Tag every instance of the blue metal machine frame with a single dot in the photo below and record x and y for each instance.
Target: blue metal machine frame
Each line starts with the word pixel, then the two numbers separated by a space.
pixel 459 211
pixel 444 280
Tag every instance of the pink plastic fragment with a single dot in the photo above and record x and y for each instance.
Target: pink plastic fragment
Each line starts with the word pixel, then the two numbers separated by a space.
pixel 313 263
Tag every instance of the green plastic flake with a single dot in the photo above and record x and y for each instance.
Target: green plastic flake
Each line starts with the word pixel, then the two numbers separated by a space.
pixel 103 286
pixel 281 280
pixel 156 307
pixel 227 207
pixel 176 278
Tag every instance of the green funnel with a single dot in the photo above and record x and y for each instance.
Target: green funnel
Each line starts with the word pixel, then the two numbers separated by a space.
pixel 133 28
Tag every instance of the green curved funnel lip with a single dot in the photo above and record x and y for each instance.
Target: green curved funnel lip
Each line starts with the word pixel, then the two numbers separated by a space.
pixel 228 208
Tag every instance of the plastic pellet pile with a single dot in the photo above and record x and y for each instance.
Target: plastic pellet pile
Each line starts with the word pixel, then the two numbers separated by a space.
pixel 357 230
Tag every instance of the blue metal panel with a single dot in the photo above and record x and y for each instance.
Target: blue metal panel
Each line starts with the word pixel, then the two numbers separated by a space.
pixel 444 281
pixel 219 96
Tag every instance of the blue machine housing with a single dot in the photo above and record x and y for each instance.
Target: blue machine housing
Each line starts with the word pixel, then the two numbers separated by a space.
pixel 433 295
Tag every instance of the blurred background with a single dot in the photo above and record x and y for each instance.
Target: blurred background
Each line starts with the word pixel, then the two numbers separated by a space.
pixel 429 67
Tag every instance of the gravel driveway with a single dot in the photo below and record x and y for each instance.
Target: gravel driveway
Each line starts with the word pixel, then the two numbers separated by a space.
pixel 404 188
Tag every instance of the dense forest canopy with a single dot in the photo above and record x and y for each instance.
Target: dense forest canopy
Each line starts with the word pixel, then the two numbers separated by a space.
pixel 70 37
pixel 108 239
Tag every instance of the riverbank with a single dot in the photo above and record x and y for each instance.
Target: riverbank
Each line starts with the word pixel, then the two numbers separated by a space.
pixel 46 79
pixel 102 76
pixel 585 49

What is expected: Beginning at the line that holds "Tag every instance of the blurred", reproduce the lines exactly up to and including the final line of the entries.

Written answer:
Tag every instance of the blurred background with a single dot in the photo above and record x and y for each instance.
Target: blurred background
Each line starts with the word pixel, then the two numbers separated by a space.
pixel 429 67
Tag every instance of the gravel driveway with a single dot in the photo below and record x and y for each instance.
Target: gravel driveway
Each line starts with the word pixel, then the two numbers separated by a space.
pixel 404 188
Tag every instance of the dense forest canopy with a single dot in the photo above and record x and y for each instance.
Target: dense forest canopy
Each line starts with the word pixel, then the two numbers separated by a space.
pixel 70 37
pixel 108 239
Tag every instance of the riverbank with a single dot in the photo above and record x and y for each instance.
Target: riverbank
Each line starts with the word pixel, then the two numbers separated by a space.
pixel 46 79
pixel 102 76
pixel 585 49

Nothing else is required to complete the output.